PROBLEM DETAILS: Exactly as it appears, restate the whole listing.

DATA EXTRACTS:
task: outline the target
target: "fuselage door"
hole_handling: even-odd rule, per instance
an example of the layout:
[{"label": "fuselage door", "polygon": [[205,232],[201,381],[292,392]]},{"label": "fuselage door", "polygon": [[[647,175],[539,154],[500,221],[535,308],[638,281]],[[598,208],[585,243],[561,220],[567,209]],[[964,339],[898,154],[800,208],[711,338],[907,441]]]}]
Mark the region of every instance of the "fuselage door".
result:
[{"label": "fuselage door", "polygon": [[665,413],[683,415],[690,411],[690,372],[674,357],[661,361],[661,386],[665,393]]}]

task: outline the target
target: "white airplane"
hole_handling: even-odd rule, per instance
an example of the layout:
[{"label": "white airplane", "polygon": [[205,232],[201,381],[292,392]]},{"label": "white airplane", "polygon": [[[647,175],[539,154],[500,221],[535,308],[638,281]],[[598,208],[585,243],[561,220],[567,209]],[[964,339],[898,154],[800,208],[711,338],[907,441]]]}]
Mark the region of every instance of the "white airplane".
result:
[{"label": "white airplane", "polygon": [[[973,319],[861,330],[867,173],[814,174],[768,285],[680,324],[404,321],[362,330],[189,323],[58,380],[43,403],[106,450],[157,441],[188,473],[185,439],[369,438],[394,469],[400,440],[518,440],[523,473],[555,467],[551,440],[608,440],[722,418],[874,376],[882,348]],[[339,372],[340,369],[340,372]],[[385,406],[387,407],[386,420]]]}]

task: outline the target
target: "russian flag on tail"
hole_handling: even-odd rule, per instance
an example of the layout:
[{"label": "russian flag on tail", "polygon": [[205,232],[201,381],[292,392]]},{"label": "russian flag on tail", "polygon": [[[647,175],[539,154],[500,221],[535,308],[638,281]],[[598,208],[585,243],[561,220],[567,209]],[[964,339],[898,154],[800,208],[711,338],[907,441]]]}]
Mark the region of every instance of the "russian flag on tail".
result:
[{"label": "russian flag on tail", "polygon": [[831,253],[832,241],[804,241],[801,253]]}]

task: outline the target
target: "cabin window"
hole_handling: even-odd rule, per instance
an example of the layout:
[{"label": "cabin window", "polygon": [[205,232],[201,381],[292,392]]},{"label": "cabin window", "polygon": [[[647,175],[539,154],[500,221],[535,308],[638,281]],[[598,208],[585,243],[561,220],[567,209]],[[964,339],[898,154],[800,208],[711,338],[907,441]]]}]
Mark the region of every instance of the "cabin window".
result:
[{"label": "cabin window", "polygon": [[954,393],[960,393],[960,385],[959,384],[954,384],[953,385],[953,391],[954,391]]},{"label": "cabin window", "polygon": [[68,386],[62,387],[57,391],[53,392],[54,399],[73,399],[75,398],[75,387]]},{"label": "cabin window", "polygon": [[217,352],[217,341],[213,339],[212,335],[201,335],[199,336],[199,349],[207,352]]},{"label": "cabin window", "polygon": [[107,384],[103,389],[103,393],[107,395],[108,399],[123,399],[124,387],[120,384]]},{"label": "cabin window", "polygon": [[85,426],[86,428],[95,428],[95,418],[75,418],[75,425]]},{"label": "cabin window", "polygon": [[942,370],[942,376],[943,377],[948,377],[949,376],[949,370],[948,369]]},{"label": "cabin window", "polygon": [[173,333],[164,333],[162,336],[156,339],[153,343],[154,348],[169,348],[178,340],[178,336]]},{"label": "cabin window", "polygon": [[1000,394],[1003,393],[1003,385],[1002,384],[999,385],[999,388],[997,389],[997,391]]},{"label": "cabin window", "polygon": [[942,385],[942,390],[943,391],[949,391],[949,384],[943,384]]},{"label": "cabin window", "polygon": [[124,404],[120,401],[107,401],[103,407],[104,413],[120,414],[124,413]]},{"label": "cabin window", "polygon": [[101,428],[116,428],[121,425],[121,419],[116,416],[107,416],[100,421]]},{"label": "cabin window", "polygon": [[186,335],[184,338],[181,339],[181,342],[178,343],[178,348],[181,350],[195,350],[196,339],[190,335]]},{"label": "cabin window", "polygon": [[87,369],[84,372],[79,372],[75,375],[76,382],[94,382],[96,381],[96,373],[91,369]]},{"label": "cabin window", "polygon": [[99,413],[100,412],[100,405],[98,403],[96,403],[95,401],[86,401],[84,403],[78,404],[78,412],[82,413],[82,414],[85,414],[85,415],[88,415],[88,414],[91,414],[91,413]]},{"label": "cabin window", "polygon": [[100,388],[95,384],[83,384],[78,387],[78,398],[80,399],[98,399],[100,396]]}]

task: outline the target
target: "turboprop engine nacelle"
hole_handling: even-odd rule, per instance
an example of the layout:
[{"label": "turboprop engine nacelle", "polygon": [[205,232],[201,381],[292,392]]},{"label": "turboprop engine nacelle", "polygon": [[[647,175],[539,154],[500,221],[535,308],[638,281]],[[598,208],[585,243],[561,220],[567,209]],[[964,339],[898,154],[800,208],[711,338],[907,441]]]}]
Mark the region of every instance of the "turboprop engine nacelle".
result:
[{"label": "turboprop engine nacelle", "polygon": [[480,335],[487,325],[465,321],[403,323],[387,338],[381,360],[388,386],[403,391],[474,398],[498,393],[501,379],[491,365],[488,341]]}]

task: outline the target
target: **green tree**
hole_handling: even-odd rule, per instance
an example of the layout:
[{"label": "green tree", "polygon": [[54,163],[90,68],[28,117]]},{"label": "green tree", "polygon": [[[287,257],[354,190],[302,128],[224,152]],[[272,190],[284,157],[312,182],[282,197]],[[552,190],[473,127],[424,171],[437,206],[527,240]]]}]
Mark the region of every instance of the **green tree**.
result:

SOLUTION BELOW:
task: outline the target
target: "fuselage door"
hole_handling: even-odd rule, per instance
an example of the layout:
[{"label": "fuselage door", "polygon": [[205,232],[201,381],[292,392]]},{"label": "fuselage door", "polygon": [[[647,175],[539,154],[500,221],[535,308],[638,281]],[[598,208],[585,243],[561,220],[567,209]],[[964,339],[898,154],[800,208],[711,338],[907,441]]]}]
Mark the region of every instance of the "fuselage door".
result:
[{"label": "fuselage door", "polygon": [[665,413],[683,415],[690,411],[690,372],[674,357],[661,361],[661,386],[665,393]]}]

task: outline the target
target: "white airplane"
hole_handling: even-odd rule, per instance
an example of the layout:
[{"label": "white airplane", "polygon": [[205,232],[201,381],[292,392]]},{"label": "white airplane", "polygon": [[[647,175],[539,154],[500,221],[535,308],[638,281]],[[598,208],[585,243],[561,220],[567,209]],[[964,339],[898,154],[800,208],[711,338],[907,441]]]}]
Mark the region of every instance of the "white airplane".
result:
[{"label": "white airplane", "polygon": [[[973,319],[861,330],[867,173],[814,174],[768,285],[680,324],[404,321],[362,330],[189,323],[58,380],[43,403],[106,450],[157,441],[188,473],[185,439],[369,438],[394,469],[400,440],[518,440],[523,473],[555,467],[551,440],[608,440],[722,418],[874,376],[882,348]],[[339,372],[340,369],[340,372]],[[385,406],[387,407],[386,420]]]}]

task: outline the target
target: "russian flag on tail"
hole_handling: even-odd rule, per instance
an example of the layout:
[{"label": "russian flag on tail", "polygon": [[205,232],[201,381],[292,392]]},{"label": "russian flag on tail", "polygon": [[[647,175],[539,154],[500,221],[535,308],[638,281]],[[598,208],[585,243],[561,220],[567,209]],[[964,339],[898,154],[800,208],[711,338],[907,441]]]}]
Mark the region of every instance of the "russian flag on tail".
result:
[{"label": "russian flag on tail", "polygon": [[831,253],[832,241],[804,241],[801,253]]}]

task: outline the target
target: "cabin window"
hole_handling: even-odd rule, per instance
an example of the layout:
[{"label": "cabin window", "polygon": [[205,232],[201,381],[292,392]]},{"label": "cabin window", "polygon": [[[647,175],[539,154],[500,221],[535,308],[638,281]],[[598,208],[585,243],[561,220],[567,209]],[[964,339],[898,154],[800,208],[711,338],[907,441]]]}]
Mark the region of every instance of the "cabin window".
result:
[{"label": "cabin window", "polygon": [[954,393],[960,393],[960,385],[959,384],[954,384],[953,385],[953,391],[954,391]]},{"label": "cabin window", "polygon": [[68,386],[62,387],[57,391],[53,392],[54,399],[73,399],[75,398],[75,387]]},{"label": "cabin window", "polygon": [[217,352],[217,341],[213,339],[212,335],[201,335],[199,336],[199,349],[207,352]]},{"label": "cabin window", "polygon": [[107,384],[103,389],[103,393],[107,395],[108,399],[123,399],[124,387],[120,384]]},{"label": "cabin window", "polygon": [[85,426],[86,428],[95,428],[95,418],[75,418],[75,425]]},{"label": "cabin window", "polygon": [[942,370],[942,376],[943,377],[948,377],[949,376],[949,370],[948,369]]},{"label": "cabin window", "polygon": [[173,333],[164,333],[162,336],[156,339],[153,343],[154,348],[169,348],[178,340],[178,336]]},{"label": "cabin window", "polygon": [[1000,394],[1003,393],[1003,385],[1002,384],[999,385],[999,388],[997,389],[997,391]]},{"label": "cabin window", "polygon": [[942,385],[942,390],[943,391],[949,391],[949,384],[943,384]]},{"label": "cabin window", "polygon": [[124,404],[120,401],[107,401],[103,407],[104,413],[120,414],[124,413]]},{"label": "cabin window", "polygon": [[101,428],[116,428],[121,425],[121,419],[116,416],[107,416],[100,421]]},{"label": "cabin window", "polygon": [[186,335],[184,338],[181,339],[181,342],[178,343],[178,348],[181,350],[195,350],[196,339],[190,335]]},{"label": "cabin window", "polygon": [[87,369],[84,372],[79,372],[75,375],[76,382],[94,382],[96,381],[96,373],[91,369]]},{"label": "cabin window", "polygon": [[99,413],[100,412],[100,405],[98,403],[96,403],[95,401],[86,401],[84,403],[78,404],[78,412],[82,413],[82,414],[85,414],[85,415],[88,415],[88,414],[91,414],[91,413]]},{"label": "cabin window", "polygon": [[100,388],[95,384],[83,384],[78,387],[78,398],[80,399],[98,399],[100,396]]}]

task: outline the target
target: "turboprop engine nacelle"
hole_handling: even-odd rule, per instance
an example of the layout:
[{"label": "turboprop engine nacelle", "polygon": [[205,232],[201,381],[292,392]]},{"label": "turboprop engine nacelle", "polygon": [[[647,175],[539,154],[500,221],[535,308],[638,281]],[[598,208],[585,243],[561,220],[567,209]],[[964,339],[898,154],[800,208],[711,338],[907,441]]]}]
Mark the region of every instance of the "turboprop engine nacelle".
result:
[{"label": "turboprop engine nacelle", "polygon": [[480,335],[487,325],[465,321],[403,323],[387,338],[381,360],[388,386],[403,391],[474,398],[498,393],[501,379],[491,365],[488,341]]}]

task: outline the target
target: **green tree**
hole_handling: even-odd rule, per instance
an example of the layout:
[{"label": "green tree", "polygon": [[54,163],[90,68],[28,117]]},{"label": "green tree", "polygon": [[[287,257],[354,190],[302,128],[224,152]],[[272,190],[284,157],[312,182],[282,197]],[[552,190],[473,127],[424,171],[437,206],[527,240]]]}]
Mark the region of every instance of the **green tree**.
result:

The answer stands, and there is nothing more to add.